*PROVIDED DATA:*
^^^^

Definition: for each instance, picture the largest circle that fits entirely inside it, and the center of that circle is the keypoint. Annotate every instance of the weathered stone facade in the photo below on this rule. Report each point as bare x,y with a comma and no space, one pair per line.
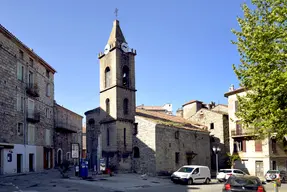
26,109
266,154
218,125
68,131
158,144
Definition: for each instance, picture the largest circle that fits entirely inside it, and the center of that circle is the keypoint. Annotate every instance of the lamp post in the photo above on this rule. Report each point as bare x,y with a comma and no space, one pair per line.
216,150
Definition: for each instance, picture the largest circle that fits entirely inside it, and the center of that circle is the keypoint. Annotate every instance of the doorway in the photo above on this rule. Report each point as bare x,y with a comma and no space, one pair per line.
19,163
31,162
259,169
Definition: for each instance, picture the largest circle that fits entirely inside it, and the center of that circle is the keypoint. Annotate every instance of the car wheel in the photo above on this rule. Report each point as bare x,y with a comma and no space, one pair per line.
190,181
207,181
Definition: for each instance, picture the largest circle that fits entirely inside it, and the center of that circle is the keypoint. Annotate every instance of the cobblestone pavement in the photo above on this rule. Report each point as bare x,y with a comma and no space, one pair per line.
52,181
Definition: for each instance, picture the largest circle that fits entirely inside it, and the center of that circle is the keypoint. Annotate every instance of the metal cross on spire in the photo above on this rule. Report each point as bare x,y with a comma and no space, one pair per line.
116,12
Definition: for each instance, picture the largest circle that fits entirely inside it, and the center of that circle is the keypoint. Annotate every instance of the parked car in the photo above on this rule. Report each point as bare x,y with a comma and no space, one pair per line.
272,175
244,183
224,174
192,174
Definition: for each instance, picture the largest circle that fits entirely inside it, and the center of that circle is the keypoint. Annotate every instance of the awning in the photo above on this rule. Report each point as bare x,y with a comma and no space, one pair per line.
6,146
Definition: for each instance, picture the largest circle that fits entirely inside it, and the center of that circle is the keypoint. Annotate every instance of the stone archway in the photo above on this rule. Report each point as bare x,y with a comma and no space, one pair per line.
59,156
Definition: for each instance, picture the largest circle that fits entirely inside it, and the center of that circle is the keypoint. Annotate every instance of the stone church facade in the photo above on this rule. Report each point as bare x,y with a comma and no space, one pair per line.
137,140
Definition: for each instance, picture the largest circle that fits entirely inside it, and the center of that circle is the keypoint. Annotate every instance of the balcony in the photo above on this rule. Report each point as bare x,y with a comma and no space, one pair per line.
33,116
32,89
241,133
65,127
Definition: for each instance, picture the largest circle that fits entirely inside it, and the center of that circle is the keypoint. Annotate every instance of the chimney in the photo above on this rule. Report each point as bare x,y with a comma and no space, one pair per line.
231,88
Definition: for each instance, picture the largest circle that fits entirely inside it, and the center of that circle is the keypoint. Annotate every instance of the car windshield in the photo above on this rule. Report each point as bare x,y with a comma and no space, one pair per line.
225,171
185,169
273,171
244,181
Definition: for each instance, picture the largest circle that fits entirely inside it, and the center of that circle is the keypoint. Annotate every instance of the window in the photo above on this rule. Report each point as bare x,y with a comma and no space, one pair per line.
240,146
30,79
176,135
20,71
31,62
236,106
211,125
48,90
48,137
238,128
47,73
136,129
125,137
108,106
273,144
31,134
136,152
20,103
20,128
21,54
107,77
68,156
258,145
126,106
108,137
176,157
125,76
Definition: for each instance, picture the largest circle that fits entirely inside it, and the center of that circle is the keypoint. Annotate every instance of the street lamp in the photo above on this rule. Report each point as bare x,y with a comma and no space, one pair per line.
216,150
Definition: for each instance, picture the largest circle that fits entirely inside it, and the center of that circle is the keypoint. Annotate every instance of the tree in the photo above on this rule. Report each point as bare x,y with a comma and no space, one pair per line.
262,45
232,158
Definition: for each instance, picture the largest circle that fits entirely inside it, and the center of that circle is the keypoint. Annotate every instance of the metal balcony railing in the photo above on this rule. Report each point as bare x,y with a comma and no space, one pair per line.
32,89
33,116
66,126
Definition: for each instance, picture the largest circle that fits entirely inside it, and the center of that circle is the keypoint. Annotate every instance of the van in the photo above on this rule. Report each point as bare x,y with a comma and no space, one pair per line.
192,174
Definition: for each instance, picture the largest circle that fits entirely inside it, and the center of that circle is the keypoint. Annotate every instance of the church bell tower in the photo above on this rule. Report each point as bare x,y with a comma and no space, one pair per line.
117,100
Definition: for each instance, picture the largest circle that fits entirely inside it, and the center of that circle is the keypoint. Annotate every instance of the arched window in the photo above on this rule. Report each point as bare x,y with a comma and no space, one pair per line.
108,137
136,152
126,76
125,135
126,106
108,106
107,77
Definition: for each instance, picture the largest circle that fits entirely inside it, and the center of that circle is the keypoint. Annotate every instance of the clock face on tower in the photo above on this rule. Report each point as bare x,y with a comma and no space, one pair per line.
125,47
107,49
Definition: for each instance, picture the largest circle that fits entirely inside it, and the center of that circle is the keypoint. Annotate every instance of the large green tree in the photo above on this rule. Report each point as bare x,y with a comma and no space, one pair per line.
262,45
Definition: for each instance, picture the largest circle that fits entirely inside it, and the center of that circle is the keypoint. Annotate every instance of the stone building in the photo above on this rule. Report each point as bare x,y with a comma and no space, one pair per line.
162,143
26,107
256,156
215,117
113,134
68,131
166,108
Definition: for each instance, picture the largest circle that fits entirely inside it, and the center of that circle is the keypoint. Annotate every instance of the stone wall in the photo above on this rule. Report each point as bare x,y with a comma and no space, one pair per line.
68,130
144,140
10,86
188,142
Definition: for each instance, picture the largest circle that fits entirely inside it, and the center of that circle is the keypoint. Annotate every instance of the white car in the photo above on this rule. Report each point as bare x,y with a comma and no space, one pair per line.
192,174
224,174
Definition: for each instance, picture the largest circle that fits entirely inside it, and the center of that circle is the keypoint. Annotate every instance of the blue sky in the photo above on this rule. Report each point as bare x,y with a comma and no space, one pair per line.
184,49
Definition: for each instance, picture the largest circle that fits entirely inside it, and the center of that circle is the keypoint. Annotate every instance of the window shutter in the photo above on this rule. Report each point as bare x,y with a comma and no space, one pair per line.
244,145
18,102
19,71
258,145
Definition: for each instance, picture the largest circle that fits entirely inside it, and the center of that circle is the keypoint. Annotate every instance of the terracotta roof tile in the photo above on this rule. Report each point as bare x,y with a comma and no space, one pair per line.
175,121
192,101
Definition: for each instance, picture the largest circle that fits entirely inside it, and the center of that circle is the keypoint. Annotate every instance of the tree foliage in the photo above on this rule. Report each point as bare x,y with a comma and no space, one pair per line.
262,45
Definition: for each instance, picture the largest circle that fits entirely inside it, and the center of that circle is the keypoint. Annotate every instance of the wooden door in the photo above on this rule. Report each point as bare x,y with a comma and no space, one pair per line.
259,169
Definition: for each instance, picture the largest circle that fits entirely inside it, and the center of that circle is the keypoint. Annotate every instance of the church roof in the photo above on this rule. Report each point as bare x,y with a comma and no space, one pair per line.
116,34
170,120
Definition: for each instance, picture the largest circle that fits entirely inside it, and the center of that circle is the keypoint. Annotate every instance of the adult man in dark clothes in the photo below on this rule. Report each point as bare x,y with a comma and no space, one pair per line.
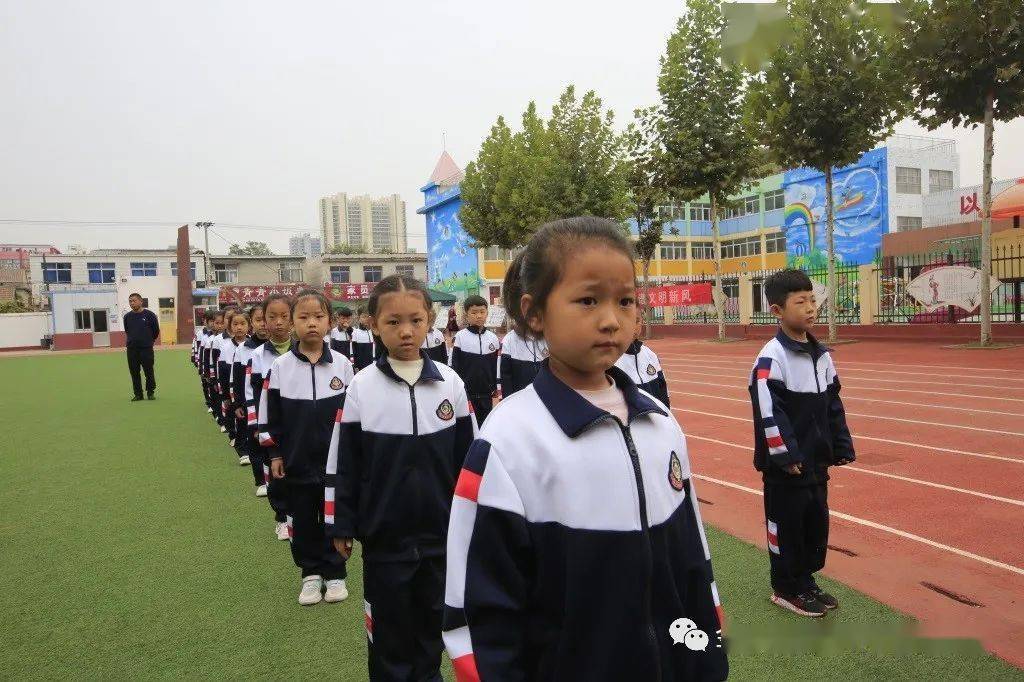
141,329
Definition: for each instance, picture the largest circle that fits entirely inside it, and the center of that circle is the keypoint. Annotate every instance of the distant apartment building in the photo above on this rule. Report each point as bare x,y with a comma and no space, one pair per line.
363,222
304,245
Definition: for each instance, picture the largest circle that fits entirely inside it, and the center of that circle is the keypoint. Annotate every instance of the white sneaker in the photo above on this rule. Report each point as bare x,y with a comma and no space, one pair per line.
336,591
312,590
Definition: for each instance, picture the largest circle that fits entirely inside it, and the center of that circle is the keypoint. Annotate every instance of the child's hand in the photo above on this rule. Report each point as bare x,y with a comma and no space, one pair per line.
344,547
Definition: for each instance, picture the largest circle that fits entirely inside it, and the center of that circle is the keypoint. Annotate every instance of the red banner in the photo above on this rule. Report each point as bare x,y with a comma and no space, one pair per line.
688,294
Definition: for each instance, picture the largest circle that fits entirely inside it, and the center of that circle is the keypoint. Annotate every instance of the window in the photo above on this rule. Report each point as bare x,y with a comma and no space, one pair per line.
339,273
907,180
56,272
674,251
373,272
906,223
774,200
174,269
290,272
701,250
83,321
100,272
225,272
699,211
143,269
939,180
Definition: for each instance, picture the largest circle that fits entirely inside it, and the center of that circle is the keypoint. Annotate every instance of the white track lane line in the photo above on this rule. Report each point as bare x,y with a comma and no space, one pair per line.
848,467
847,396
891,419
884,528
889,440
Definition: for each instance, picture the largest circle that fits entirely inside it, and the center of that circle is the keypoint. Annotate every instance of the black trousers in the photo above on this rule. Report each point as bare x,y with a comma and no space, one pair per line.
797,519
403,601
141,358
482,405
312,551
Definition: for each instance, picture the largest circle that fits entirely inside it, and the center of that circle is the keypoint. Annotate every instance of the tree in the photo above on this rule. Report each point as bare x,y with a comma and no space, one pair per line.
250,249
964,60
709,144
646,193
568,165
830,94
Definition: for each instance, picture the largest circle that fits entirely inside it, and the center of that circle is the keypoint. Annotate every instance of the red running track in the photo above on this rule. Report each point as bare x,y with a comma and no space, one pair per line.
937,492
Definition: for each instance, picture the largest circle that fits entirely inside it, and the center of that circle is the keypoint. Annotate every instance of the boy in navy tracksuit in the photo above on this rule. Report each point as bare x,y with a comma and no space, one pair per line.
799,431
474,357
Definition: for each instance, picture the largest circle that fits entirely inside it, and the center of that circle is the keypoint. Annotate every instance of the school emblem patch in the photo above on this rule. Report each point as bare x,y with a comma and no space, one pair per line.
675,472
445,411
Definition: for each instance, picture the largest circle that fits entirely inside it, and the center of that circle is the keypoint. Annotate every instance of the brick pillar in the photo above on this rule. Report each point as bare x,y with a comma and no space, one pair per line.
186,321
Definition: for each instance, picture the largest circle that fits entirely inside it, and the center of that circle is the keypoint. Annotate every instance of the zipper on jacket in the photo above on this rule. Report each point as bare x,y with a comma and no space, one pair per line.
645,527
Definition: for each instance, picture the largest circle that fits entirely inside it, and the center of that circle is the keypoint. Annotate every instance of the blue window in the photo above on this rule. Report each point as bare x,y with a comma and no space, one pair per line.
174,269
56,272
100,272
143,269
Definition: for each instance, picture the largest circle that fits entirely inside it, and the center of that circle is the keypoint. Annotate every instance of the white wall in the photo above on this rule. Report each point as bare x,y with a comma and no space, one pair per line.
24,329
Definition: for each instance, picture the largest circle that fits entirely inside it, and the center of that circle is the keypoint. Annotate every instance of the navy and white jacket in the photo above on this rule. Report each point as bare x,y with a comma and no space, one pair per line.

^^^^

*JOB:*
Copy every row from the one containing "the blue window" down to the final row, switching each "largest" to "biggest" and leaving everything else unchanged.

*ANSWER FOR THE TASK:*
Definition: for each instance, picture the biggest circle that fits entirely inside it, and the center of that circle is the keypoint. Annotate every instance of the blue window in the photo above on this rule. Report each point as bare x,y with a comma and no space, one pair per line.
174,269
56,272
100,272
143,269
Definition: for each instance, picture the biggest circle that fits entirely inside it, and the center of that circle is the keypoint. Annotate every instance of the white wall in the photo above on this rule. Report each point as bare x,y with a comma and no space, one pair per line.
24,329
Definition: for each instance, picture the biggest circle that fits entirely inside it, and the center of that circle is the keypoint. Annotate every instance of the navy and white jacket in the photo above on this rule. Report each point as bare x,y with a comma and no space, one pair per line.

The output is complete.